Position annotation records
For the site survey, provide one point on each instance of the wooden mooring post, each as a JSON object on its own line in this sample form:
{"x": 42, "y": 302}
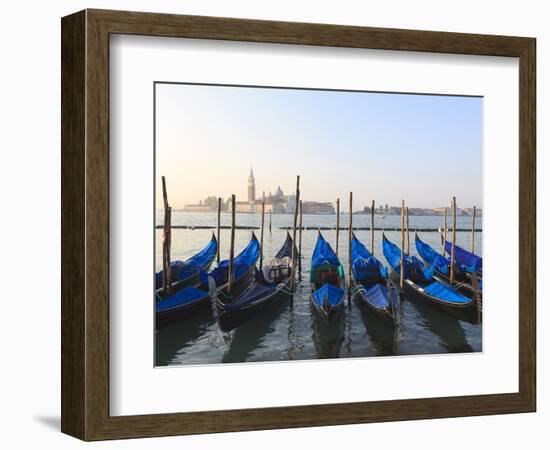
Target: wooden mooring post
{"x": 473, "y": 229}
{"x": 402, "y": 262}
{"x": 453, "y": 241}
{"x": 350, "y": 234}
{"x": 231, "y": 246}
{"x": 372, "y": 228}
{"x": 218, "y": 231}
{"x": 166, "y": 242}
{"x": 262, "y": 237}
{"x": 300, "y": 243}
{"x": 444, "y": 230}
{"x": 293, "y": 268}
{"x": 407, "y": 229}
{"x": 337, "y": 224}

*Task description*:
Turn every line of the records above into a Markdown table with the columns Row and Entry, numbering each row and skipping blank lines. Leave the pictures out of the answer.

*Solved exercise*:
| Row | Entry |
|---|---|
| 1 | For the site survey, provide one point on each instance of the wooden mooring post, each as a JSON object on its own line in this sample form: |
| 2 | {"x": 42, "y": 302} |
| 3 | Target: wooden mooring post |
| 4 | {"x": 473, "y": 229} |
| 5 | {"x": 402, "y": 262} |
| 6 | {"x": 453, "y": 241} |
| 7 | {"x": 350, "y": 234} |
| 8 | {"x": 231, "y": 246} |
| 9 | {"x": 372, "y": 228} |
| 10 | {"x": 218, "y": 231} |
| 11 | {"x": 166, "y": 242} |
| 12 | {"x": 262, "y": 237} |
| 13 | {"x": 300, "y": 243} |
| 14 | {"x": 444, "y": 230} |
| 15 | {"x": 293, "y": 268} |
| 16 | {"x": 407, "y": 229} |
| 17 | {"x": 337, "y": 224} |